**Work to do**
Copy the line with "In this exercise you will annotate the headlight, setting" and all lines following it through the last line of the entries, exactly as written.
--- BEGIN Records shown ---
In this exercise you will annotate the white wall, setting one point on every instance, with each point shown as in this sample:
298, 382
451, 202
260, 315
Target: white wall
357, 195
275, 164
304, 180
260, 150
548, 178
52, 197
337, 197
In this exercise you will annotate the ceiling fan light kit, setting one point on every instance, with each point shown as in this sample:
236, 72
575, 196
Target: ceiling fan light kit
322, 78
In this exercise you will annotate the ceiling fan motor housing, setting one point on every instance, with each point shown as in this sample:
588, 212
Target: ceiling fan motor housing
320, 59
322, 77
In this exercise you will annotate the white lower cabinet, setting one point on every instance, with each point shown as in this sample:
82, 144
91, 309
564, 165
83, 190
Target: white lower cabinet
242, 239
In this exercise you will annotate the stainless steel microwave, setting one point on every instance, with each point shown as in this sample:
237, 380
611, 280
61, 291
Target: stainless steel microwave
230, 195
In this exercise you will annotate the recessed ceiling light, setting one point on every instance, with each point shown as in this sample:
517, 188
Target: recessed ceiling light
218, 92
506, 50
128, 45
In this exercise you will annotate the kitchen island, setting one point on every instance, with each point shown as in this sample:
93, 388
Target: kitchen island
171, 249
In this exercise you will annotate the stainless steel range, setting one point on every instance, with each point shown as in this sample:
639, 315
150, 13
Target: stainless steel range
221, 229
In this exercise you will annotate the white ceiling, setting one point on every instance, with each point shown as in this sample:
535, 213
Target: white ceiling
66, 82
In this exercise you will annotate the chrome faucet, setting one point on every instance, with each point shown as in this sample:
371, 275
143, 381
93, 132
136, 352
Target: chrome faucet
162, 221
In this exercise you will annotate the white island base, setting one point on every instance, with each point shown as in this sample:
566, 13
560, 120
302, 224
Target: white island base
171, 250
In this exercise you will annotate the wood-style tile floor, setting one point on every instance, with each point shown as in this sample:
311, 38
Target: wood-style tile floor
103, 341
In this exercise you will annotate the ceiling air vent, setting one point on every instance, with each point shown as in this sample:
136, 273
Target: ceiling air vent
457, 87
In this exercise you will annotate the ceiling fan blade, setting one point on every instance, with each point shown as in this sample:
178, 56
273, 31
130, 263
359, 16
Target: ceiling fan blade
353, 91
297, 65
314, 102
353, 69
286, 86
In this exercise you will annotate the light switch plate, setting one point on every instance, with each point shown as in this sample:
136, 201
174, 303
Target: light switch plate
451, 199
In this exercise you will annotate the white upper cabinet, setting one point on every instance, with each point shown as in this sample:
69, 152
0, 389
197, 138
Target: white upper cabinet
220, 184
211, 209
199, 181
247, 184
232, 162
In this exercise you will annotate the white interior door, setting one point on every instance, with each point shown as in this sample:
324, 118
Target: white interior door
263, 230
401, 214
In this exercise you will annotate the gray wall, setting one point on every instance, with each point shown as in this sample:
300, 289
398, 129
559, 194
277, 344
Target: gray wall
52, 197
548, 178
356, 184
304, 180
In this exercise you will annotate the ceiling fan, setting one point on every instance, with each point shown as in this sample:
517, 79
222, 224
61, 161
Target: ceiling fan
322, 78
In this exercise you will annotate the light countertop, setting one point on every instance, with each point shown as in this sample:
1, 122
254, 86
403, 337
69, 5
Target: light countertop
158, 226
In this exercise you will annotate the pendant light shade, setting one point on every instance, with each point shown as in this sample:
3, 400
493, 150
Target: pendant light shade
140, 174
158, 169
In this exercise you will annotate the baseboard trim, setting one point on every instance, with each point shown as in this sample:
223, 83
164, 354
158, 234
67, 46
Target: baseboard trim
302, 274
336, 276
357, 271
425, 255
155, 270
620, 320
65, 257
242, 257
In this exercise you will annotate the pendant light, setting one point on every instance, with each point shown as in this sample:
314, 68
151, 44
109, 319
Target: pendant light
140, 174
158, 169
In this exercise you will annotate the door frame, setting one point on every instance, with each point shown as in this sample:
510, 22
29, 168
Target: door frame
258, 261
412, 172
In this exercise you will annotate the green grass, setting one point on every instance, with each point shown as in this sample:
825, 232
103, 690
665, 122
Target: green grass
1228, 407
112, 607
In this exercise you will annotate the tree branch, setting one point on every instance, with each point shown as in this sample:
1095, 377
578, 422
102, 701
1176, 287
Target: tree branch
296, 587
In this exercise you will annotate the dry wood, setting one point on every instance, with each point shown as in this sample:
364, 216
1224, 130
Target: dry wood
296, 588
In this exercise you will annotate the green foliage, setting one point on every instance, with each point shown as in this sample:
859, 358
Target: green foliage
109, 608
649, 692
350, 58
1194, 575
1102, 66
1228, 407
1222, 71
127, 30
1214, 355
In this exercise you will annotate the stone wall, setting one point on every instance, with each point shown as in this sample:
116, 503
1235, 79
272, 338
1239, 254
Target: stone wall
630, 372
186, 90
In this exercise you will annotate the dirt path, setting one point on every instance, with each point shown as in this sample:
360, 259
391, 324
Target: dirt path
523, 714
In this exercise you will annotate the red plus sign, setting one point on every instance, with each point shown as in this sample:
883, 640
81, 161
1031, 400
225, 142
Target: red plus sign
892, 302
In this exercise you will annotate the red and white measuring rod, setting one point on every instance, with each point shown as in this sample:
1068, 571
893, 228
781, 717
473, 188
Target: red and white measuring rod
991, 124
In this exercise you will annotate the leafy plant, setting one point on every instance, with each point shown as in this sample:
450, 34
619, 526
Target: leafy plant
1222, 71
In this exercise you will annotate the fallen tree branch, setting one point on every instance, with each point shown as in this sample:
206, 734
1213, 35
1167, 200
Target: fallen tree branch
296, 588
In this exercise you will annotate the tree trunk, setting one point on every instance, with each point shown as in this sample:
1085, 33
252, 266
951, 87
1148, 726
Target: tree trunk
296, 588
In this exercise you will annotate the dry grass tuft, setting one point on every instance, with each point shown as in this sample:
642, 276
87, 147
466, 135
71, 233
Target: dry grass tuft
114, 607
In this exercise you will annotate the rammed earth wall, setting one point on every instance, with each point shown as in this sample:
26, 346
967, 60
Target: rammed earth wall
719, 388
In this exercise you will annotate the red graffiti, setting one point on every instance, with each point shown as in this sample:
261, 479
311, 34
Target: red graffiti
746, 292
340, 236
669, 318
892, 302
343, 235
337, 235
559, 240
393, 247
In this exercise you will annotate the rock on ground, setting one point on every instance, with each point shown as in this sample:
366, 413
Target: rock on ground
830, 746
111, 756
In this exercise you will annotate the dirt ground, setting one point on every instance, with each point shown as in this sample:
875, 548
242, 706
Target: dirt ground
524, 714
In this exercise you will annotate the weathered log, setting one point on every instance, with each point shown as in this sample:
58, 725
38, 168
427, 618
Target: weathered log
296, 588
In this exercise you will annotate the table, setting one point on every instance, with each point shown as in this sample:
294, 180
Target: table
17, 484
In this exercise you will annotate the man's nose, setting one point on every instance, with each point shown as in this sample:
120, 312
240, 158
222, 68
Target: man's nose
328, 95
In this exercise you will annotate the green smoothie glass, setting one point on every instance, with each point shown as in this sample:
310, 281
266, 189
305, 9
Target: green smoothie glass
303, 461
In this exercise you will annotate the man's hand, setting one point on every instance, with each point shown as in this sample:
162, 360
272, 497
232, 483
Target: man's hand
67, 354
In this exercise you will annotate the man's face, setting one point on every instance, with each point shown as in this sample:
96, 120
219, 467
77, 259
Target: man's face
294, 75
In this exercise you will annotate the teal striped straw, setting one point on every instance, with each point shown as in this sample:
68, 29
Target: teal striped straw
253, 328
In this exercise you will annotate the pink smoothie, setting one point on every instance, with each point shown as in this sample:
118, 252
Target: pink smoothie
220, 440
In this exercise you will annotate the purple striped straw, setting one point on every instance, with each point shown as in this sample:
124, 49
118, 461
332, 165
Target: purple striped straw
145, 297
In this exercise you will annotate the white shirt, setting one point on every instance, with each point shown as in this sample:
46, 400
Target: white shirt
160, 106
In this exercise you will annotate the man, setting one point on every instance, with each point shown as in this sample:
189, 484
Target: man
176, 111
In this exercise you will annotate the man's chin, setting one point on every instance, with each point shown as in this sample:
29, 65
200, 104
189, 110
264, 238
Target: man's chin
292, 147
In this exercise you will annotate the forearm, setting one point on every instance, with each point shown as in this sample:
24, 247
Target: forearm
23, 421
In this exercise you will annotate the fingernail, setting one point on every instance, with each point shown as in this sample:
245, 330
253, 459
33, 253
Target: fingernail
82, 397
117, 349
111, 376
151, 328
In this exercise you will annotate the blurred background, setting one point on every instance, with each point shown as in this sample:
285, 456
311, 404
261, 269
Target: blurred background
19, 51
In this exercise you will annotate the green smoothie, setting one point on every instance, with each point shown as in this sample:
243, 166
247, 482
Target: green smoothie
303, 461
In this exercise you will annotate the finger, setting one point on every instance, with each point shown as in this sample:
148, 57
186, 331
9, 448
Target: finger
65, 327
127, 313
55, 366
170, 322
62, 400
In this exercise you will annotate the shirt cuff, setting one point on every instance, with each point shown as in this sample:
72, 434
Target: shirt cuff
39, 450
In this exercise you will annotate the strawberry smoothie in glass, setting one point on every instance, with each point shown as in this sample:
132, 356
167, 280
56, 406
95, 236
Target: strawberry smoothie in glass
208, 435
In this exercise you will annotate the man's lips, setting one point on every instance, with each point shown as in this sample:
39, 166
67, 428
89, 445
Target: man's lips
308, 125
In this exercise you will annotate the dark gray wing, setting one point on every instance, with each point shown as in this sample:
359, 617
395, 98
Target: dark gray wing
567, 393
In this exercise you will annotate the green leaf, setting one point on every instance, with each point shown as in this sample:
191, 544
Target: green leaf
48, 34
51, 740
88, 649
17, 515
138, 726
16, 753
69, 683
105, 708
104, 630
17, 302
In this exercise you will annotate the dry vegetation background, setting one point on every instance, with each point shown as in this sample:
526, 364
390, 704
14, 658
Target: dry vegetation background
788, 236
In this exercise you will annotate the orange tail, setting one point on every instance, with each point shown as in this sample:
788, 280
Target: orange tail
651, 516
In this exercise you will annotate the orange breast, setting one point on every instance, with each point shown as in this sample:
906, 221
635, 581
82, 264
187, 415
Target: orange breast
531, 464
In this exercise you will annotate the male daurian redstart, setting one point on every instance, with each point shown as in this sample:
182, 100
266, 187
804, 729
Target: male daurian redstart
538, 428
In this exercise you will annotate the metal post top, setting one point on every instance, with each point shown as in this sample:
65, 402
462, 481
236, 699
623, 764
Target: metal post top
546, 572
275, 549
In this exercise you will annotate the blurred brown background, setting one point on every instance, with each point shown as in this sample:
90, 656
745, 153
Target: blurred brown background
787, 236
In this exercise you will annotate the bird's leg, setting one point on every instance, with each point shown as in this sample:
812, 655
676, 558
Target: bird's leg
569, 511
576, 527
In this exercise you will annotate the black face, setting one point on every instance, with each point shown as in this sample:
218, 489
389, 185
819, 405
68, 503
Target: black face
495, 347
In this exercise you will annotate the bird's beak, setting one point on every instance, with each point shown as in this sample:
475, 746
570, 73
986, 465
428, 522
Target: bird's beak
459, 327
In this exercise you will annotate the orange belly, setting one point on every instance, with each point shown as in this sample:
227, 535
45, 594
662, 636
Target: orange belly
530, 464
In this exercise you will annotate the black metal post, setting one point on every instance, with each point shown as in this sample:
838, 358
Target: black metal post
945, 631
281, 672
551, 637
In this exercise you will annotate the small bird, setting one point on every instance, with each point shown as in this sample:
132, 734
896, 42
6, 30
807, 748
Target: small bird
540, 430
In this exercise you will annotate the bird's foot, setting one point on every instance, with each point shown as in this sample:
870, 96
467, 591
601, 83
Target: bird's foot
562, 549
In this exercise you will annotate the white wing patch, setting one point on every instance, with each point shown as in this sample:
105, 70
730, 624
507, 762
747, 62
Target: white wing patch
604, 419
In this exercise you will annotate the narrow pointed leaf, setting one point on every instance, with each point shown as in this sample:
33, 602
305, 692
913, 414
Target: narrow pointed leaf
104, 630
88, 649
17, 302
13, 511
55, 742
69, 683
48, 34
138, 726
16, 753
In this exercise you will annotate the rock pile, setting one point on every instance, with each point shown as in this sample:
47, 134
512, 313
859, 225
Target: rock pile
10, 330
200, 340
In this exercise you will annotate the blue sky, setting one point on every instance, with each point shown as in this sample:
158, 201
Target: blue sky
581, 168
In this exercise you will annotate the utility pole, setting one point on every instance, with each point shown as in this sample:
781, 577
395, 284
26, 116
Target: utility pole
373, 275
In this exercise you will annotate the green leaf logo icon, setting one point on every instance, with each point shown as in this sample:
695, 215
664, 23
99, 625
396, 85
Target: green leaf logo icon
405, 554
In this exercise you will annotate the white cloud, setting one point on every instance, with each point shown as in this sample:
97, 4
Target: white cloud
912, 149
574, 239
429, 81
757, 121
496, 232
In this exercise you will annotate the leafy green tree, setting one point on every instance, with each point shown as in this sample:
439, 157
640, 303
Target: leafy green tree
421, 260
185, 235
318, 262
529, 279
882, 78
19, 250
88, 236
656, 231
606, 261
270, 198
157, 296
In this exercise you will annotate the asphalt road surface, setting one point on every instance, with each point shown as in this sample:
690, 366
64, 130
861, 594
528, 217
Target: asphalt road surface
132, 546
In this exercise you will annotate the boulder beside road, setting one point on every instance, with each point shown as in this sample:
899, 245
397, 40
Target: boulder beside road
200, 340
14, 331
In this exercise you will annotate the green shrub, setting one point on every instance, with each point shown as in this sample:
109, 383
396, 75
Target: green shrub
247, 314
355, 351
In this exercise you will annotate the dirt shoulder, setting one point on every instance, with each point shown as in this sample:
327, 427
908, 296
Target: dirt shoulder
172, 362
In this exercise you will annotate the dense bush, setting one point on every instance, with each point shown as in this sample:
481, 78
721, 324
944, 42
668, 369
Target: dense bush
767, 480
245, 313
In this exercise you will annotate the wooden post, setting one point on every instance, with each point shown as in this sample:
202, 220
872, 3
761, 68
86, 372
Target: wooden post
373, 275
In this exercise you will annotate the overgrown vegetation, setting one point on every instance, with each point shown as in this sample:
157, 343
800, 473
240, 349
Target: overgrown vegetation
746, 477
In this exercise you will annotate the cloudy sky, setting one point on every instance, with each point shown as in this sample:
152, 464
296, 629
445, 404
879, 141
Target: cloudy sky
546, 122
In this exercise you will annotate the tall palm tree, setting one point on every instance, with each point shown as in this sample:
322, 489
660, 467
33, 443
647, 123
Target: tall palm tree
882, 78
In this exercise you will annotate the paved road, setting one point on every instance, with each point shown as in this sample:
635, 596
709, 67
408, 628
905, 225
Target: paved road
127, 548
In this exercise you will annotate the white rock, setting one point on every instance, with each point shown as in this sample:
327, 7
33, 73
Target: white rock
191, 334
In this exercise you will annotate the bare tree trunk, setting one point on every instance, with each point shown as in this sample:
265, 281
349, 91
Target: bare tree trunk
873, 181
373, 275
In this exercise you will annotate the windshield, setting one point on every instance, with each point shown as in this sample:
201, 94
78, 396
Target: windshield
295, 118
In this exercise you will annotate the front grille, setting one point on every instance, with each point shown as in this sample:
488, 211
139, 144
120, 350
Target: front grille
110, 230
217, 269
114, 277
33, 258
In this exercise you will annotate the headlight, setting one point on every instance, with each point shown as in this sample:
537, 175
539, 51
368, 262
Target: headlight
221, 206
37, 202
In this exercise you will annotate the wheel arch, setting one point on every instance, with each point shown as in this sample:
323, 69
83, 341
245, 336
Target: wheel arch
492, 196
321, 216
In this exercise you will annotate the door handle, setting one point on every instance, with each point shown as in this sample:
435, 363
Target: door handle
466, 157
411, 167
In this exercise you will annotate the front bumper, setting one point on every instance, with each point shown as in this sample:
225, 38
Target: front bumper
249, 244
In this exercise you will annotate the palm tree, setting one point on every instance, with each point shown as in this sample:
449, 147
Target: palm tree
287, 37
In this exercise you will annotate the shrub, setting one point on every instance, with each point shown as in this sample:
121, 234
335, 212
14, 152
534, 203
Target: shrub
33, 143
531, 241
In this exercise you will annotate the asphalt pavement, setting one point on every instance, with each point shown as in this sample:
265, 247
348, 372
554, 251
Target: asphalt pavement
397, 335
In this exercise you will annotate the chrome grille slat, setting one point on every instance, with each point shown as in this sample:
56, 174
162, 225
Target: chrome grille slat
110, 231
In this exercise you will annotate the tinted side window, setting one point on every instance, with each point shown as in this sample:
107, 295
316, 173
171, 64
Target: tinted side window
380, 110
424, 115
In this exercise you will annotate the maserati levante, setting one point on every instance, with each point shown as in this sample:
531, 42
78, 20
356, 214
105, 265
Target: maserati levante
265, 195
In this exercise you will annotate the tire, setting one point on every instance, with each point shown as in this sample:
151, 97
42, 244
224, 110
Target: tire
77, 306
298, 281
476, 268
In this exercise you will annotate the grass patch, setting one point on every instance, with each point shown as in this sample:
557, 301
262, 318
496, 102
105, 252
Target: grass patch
--- END Records shown ---
**Solution**
In this exercise you will annotate the headlight, setting one point on every instance, with each point shown as in this sample:
537, 175
539, 51
368, 262
Target: headlight
221, 206
37, 202
In this exercise you will annotate the wheel arch, setting one point on every instance, with each point shown as in this sample:
323, 69
83, 341
245, 336
Target: wheel arch
492, 196
321, 216
In this exercise you will annotate the door handle, setting one point on every instance, with each point shown as in this sample:
435, 363
Target: door handle
466, 157
411, 167
In this exercise you will annotate the front bumper, setting one point on every instance, with each point shown as in this sample:
225, 38
Target: front bumper
249, 244
In this exercise you will annotate the palm tree, setting one point on every instance, with each point shown as in this sample:
449, 147
Target: palm tree
287, 37
In this exercise you will annotate the shrub, setting one point on every instance, with each point shown as in this sample:
121, 234
335, 212
14, 152
534, 203
Target: shrub
33, 143
531, 241
In this exercise you will annotate the asphalt pavement, setting one point on every instance, with each point shown as in this sample:
265, 247
348, 372
554, 251
Target: asphalt pavement
397, 335
In this exercise you will annotate the chrome grille slat, setting one point on every instance, with each point shown as in this sample:
56, 174
162, 225
Target: chrome grille slat
110, 231
In this exercise you will annotate the tinted side window, setting one point on every instance, with each point shown as in this sample:
107, 295
316, 173
171, 64
Target: tinted side window
380, 110
424, 115
In this exercise you will annotate the maserati levante, setting one point on every instance, with each point shown as in this sample:
531, 42
78, 20
356, 214
105, 265
Target: maserati levante
265, 195
In this exercise you will annotate the tire, setting one point on every instance, with each point shown as in this sample:
151, 97
42, 244
224, 110
Target: tire
77, 306
298, 281
476, 268
In this exercise you will annotate the grass patch, setting one point on every instance, with each point shown as in this sample:
557, 301
262, 318
496, 102
105, 252
Target: grass patch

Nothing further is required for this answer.